(RECORDS SUPPLIED begins)

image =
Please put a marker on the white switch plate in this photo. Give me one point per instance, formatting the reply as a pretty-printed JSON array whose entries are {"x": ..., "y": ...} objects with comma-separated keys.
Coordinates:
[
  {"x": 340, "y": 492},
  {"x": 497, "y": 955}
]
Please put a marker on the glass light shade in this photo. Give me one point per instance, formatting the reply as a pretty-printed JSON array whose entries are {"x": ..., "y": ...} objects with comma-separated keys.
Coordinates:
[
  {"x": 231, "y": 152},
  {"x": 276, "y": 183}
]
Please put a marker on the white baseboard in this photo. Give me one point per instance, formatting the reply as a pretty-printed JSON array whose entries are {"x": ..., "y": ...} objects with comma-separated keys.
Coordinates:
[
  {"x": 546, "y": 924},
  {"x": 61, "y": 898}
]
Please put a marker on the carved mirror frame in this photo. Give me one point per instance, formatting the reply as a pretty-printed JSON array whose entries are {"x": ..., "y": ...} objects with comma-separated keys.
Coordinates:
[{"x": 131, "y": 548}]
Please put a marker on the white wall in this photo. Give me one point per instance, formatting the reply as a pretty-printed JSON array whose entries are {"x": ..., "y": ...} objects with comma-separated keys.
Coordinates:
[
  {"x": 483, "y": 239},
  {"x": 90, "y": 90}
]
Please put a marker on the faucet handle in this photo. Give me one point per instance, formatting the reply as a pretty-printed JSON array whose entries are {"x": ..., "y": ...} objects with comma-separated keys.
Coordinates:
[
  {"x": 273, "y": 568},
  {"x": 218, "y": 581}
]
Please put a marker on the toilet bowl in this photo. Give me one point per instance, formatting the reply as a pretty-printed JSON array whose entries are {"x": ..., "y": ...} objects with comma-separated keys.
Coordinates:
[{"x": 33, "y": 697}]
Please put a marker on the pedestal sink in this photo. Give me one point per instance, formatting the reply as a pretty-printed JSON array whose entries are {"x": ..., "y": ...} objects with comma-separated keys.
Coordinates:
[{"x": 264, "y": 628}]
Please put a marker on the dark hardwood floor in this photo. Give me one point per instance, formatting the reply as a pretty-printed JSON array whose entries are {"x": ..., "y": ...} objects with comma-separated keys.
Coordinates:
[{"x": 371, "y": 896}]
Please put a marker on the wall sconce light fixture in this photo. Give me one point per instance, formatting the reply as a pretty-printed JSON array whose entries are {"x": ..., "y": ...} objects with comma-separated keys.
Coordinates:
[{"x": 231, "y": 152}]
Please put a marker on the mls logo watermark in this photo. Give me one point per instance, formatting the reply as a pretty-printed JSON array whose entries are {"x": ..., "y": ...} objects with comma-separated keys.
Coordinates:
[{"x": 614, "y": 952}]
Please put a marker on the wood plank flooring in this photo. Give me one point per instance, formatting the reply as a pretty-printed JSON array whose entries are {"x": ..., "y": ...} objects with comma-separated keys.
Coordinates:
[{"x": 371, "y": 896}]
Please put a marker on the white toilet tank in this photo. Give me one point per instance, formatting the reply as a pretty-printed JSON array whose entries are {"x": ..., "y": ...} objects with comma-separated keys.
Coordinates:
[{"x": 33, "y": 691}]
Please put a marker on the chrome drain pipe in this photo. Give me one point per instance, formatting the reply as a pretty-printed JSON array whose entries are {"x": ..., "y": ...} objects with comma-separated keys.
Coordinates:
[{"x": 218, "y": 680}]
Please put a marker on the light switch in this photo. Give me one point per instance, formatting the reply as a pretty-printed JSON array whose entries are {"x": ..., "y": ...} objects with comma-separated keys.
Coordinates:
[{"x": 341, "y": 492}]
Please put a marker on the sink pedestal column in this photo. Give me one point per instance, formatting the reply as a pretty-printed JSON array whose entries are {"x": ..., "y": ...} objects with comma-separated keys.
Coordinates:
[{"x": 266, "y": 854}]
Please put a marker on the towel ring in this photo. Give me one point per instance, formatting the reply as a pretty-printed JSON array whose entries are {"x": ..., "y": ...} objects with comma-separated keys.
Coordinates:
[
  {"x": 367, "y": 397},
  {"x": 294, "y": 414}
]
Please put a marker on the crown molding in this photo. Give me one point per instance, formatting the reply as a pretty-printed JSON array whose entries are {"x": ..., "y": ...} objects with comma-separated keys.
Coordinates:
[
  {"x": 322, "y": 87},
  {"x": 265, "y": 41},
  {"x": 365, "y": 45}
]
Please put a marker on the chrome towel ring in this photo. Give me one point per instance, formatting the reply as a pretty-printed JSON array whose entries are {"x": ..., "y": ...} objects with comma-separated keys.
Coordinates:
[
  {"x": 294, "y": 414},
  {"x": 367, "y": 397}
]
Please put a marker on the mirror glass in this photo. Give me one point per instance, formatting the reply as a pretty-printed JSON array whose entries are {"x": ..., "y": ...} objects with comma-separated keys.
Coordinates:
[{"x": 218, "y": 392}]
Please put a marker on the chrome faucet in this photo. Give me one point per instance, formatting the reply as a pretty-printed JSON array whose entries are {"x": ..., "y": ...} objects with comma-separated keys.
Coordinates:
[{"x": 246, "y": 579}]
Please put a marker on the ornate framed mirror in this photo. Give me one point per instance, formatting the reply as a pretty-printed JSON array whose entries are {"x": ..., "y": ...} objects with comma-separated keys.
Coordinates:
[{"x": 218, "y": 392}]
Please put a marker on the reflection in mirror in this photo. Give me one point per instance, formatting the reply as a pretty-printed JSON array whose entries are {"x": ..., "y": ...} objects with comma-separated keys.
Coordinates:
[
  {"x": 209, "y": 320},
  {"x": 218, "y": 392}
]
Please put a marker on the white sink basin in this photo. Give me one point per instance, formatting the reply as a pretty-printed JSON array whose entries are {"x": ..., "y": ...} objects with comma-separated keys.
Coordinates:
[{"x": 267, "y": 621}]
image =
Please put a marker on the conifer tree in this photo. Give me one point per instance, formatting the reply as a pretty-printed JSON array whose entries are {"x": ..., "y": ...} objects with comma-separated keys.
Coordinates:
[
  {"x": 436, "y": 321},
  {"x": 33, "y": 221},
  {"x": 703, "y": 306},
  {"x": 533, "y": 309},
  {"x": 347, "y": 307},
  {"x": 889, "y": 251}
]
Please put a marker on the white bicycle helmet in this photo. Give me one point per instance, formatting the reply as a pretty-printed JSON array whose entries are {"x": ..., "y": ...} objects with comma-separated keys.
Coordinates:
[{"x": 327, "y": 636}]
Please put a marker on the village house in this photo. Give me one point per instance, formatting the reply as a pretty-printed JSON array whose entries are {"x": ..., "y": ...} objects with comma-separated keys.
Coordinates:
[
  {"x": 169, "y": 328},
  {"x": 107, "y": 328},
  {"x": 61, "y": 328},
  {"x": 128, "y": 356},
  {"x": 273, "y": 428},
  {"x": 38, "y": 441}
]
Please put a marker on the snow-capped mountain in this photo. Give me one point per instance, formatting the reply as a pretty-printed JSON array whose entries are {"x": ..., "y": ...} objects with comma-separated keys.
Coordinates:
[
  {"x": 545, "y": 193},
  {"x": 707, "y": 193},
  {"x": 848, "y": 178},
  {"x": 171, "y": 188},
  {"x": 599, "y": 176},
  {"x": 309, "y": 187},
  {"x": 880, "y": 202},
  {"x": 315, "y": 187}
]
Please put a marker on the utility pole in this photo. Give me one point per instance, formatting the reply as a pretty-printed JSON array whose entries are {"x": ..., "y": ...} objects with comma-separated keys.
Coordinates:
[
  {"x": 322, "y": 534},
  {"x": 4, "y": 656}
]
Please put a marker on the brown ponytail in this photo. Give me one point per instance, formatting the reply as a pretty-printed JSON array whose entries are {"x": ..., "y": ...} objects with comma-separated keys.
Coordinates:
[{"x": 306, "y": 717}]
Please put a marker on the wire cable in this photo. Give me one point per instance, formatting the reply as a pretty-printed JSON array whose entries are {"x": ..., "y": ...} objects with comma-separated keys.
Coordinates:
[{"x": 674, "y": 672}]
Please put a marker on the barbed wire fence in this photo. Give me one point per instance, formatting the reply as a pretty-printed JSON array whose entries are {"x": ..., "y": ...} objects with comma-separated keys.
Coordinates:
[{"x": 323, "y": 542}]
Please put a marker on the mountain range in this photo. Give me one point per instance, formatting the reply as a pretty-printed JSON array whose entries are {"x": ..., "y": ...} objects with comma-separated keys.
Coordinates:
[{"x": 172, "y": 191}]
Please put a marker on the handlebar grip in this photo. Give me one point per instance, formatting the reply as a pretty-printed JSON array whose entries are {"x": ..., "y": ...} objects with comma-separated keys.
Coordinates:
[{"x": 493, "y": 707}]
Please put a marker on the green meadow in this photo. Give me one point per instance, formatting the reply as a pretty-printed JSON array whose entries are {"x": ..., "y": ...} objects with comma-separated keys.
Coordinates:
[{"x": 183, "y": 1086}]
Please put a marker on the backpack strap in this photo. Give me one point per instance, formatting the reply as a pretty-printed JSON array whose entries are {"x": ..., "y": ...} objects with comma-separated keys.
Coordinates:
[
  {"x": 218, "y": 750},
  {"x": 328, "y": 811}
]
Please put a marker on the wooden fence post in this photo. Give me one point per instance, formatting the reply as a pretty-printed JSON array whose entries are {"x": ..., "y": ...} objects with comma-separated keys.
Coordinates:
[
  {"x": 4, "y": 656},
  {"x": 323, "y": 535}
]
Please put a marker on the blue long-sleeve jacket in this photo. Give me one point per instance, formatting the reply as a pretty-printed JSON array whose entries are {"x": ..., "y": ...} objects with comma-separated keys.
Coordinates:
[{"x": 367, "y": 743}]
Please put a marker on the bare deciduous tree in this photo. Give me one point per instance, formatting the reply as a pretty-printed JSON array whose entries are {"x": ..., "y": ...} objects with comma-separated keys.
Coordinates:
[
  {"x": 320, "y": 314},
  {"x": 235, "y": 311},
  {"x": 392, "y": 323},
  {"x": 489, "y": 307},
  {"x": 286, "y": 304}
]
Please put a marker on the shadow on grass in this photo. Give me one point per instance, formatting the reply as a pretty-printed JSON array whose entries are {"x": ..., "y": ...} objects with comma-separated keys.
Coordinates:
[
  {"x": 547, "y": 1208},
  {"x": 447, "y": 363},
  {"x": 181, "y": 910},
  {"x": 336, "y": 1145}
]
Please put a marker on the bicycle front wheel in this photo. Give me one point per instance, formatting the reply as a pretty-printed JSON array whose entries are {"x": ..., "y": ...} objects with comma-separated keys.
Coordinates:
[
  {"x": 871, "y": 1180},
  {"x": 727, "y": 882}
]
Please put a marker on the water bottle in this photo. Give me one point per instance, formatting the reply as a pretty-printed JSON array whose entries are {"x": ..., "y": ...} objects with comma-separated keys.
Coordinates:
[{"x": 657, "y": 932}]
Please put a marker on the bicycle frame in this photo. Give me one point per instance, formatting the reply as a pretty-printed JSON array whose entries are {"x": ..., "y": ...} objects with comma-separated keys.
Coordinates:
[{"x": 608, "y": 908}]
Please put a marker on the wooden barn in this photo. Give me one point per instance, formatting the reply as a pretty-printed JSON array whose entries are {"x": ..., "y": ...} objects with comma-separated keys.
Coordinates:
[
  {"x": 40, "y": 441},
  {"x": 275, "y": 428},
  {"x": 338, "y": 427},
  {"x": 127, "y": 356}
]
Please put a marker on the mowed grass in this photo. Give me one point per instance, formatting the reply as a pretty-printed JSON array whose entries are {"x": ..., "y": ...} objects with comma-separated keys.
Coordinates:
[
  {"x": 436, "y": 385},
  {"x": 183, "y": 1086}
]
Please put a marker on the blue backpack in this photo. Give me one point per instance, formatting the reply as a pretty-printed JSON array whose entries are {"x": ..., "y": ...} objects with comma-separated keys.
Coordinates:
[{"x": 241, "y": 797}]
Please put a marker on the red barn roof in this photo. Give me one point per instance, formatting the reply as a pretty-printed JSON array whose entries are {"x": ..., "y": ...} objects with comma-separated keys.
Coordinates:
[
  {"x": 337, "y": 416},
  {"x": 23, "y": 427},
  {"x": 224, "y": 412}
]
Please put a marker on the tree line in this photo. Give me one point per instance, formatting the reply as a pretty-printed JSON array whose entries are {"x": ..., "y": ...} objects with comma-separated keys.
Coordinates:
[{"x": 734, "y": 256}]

(RECORDS SUPPLIED ends)

PROBLEM TO WORK ON
The expected answer is an exact copy of the lines above, beginning at the line with "Please put a marker on the towel" and ending at the line with "Please put a marker on the crown", with both ends in.

EXERCISE RESPONSE
Please put a marker on the towel ring in this photo. Give me one point per instance, formatting the reply as a pretty-printed JSON array whose entries are {"x": ..., "y": ...} objects with comma-separated keys.
Coordinates:
[
  {"x": 367, "y": 397},
  {"x": 294, "y": 414}
]
Please put a marker on the crown molding in this photo. Give me one point per instance, formatting the reply as a pretty-printed JSON array whose entries are {"x": ..., "y": ...} objects with comma-separated keys.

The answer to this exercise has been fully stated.